Excerpted data
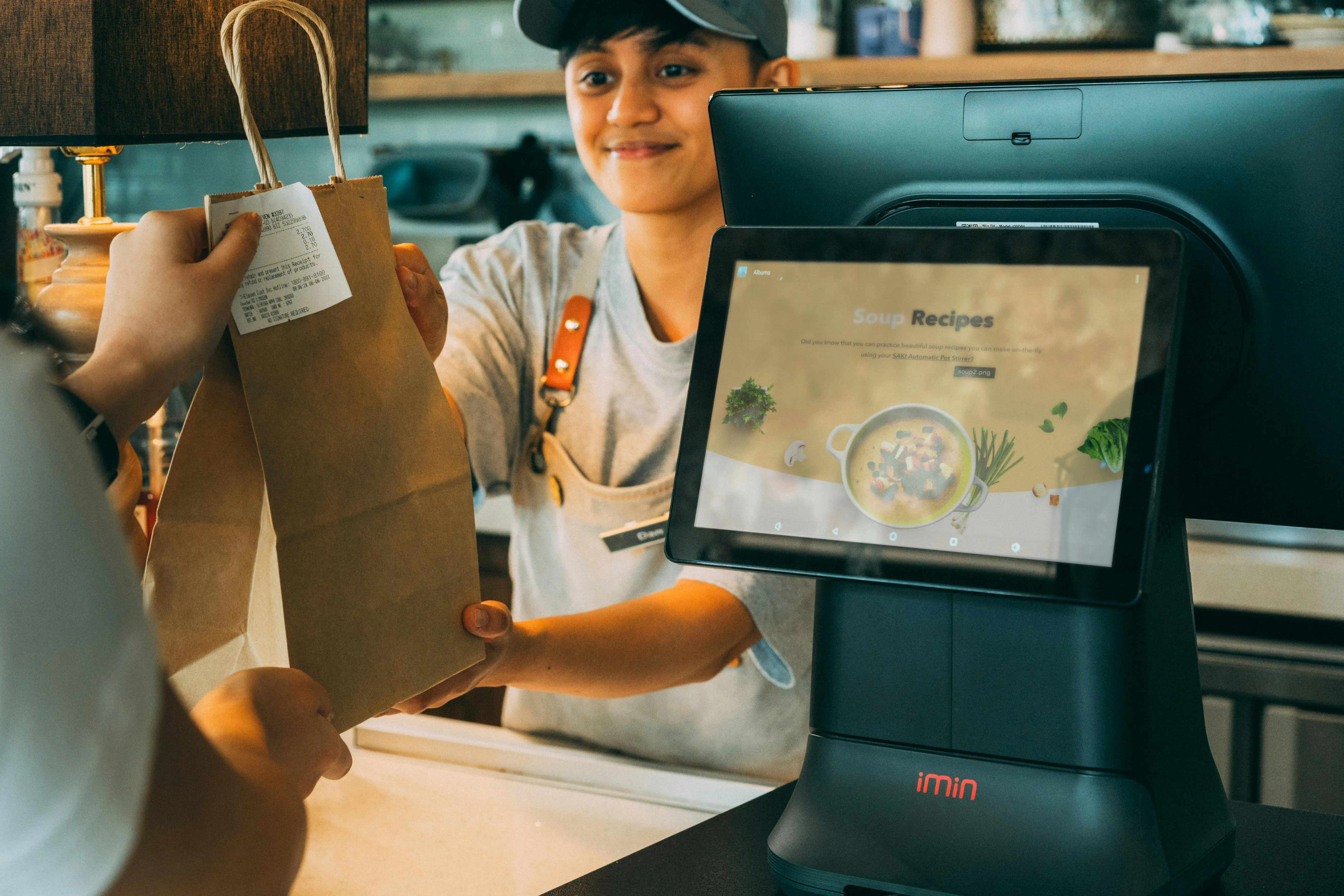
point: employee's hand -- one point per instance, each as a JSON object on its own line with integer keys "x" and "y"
{"x": 163, "y": 314}
{"x": 490, "y": 621}
{"x": 280, "y": 715}
{"x": 424, "y": 296}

Your task
Copy out the data above line for line without changing anything, and leave the pictures out.

Result of the task
point: employee's hand -- one point per instance, each as a JSON object on its own line with integer keys "x" and "y"
{"x": 163, "y": 314}
{"x": 490, "y": 621}
{"x": 280, "y": 715}
{"x": 424, "y": 296}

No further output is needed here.